■ **What the exercise asks**:
Pick out and copy each line in the records below that contains the word "teal". Upper and lower case must match.

■ **Stored dataset items**:
|---|

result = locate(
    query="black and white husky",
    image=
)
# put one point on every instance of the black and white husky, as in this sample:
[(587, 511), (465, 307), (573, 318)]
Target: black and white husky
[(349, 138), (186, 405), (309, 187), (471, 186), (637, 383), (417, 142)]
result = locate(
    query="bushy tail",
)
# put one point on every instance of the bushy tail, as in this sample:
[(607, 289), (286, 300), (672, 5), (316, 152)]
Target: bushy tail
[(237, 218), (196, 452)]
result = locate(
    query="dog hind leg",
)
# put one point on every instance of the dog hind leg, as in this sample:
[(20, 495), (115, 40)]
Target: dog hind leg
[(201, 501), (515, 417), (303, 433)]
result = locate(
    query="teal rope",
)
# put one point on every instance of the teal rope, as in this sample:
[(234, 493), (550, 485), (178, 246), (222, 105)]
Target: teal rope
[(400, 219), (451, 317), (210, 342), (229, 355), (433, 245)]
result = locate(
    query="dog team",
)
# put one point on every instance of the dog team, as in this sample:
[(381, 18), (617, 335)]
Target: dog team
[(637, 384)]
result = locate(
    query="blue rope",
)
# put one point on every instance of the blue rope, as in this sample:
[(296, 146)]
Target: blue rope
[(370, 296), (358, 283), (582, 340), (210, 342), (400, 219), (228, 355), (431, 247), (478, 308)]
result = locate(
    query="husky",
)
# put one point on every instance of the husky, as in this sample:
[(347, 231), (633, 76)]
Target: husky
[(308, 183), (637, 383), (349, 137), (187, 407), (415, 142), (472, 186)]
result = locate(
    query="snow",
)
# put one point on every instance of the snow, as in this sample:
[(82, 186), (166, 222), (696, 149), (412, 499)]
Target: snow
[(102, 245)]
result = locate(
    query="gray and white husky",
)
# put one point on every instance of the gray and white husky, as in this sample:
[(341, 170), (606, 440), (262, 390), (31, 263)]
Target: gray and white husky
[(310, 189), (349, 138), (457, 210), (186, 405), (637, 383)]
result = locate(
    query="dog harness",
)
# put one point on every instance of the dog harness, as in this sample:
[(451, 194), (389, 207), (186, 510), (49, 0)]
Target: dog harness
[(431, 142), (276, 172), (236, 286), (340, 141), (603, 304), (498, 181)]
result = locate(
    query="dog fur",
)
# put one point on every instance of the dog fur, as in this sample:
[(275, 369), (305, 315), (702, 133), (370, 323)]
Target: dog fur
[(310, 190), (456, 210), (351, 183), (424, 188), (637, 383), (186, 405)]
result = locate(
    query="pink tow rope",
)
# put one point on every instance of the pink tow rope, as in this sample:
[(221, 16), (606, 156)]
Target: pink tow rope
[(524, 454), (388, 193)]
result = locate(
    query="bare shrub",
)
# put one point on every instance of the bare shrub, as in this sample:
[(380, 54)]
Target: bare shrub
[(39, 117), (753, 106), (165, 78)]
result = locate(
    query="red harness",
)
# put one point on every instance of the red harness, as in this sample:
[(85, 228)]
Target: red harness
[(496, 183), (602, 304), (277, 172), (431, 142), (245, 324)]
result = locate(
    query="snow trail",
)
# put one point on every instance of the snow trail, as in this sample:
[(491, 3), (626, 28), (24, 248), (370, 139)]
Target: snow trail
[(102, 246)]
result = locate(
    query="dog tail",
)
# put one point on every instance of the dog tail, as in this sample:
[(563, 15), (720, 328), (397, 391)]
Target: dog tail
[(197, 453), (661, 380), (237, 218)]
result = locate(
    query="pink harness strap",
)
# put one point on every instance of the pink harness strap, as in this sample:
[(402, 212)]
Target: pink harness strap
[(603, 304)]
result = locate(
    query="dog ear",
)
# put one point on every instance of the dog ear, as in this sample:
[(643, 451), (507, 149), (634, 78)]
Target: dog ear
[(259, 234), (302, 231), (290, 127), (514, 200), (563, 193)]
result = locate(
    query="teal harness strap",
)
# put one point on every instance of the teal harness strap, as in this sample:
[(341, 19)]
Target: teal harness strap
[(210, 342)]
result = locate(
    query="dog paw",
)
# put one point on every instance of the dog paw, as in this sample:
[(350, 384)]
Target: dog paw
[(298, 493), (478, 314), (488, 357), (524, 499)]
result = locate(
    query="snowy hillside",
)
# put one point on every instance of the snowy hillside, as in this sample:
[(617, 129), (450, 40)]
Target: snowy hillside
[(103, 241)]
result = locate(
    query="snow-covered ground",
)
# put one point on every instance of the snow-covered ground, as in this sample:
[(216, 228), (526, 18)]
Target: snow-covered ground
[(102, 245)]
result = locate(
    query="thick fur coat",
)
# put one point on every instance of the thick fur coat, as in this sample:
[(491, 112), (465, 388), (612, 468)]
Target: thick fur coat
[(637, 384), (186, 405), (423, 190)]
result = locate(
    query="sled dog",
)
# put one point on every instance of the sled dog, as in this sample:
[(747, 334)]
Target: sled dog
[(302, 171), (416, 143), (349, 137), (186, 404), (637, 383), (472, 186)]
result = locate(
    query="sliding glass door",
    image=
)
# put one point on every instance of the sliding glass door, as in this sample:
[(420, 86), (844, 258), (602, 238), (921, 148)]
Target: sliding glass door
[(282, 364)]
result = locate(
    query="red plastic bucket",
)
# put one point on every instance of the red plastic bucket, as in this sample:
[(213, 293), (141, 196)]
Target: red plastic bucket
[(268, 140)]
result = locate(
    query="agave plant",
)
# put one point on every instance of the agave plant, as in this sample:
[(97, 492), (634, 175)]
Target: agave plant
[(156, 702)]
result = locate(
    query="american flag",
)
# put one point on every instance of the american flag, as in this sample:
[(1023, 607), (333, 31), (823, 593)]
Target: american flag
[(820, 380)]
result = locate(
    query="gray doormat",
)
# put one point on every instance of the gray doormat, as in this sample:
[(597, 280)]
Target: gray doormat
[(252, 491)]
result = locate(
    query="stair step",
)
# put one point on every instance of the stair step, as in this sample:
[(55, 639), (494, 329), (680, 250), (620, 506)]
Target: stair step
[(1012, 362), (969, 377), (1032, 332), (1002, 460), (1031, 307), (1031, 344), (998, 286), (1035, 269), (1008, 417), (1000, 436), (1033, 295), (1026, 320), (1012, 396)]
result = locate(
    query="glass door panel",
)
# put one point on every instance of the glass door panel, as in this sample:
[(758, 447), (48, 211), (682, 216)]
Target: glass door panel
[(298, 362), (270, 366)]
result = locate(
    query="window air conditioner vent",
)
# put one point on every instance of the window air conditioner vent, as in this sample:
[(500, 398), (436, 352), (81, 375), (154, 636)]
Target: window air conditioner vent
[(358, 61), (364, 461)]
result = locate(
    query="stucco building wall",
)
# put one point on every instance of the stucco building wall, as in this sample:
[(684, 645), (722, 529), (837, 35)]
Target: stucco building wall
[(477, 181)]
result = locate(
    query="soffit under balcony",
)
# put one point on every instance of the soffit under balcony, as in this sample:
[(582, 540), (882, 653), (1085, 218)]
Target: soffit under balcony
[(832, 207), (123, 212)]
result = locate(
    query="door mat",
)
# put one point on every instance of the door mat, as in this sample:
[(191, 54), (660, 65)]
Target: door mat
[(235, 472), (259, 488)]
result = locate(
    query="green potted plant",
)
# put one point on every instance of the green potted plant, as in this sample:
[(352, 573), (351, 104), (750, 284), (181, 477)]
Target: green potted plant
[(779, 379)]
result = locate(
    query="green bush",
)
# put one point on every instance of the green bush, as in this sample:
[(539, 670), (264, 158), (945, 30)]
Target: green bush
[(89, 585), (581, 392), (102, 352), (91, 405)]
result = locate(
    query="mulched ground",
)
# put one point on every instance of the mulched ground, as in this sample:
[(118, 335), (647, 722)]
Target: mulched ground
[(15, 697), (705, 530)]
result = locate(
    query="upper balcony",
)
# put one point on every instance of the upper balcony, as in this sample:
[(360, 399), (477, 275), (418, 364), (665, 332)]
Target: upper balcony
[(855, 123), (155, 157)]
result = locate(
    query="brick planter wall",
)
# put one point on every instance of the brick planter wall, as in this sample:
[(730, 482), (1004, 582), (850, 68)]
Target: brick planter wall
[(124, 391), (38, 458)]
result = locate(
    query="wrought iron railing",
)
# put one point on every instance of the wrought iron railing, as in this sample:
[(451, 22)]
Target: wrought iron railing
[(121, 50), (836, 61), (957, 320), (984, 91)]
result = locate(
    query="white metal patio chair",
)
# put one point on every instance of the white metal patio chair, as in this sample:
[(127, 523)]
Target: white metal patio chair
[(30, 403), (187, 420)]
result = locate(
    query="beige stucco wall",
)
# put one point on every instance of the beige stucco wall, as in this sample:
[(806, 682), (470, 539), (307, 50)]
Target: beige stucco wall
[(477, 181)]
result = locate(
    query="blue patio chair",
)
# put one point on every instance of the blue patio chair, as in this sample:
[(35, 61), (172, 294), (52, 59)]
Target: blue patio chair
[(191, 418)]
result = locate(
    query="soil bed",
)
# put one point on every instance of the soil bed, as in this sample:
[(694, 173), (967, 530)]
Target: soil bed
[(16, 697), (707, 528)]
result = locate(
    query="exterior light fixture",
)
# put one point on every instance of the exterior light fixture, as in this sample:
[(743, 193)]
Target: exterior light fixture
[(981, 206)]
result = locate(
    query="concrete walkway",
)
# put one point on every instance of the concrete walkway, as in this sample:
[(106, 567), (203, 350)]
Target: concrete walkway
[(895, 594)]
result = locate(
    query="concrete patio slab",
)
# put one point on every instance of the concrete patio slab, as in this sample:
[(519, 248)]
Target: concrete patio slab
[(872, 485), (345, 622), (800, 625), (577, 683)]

|---|

■ **Response**:
    query="teal rope",
# put one point on every instance of the teal rope, as in this sample:
Target: teal rope
    query="teal harness strap",
# put one point on every instance of the teal harness strap, as in this sample:
Target: teal harness strap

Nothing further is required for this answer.